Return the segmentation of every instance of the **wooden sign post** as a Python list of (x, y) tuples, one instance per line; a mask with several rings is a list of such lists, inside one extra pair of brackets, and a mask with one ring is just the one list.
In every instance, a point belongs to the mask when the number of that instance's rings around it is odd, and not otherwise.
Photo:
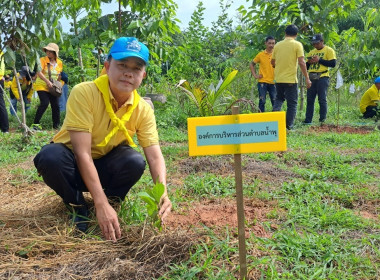
[(234, 154), (240, 279), (247, 279), (241, 154), (286, 150), (285, 112), (187, 119), (189, 155)]

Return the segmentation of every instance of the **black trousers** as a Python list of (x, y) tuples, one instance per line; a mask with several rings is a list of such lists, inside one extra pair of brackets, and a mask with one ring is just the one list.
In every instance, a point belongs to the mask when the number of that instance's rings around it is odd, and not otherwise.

....

PROBLEM STATEMENT: Transcribe every entry above exactly as it stands, but skip the images.

OUTPUT FOR THIS TASK:
Return the segmentation of every instance of the **wooden sign post** as a Python list of (x, y) tuples, one instance per line; a mask with several rings is a list of such lists, inside one extra pair of brackets, and a mask with one ring is just the one list.
In every instance, a point belongs to the mask when the number of that instance's rings around it is odd, and not otherwise.
Photo:
[(234, 154), (240, 279), (247, 279), (241, 154), (286, 150), (285, 112), (187, 119), (189, 155)]

Return the segmentation of every instance of the **black trousers** as a Python list of (x, y) tuples, one instance per line; a mask with several rings is a list of such lists, inside one extra pair of brackets, and a mask with one ring is just the one list.
In every instance, a point belongs to the mask when the number of that instance's rings around it is odd, and not otherwise.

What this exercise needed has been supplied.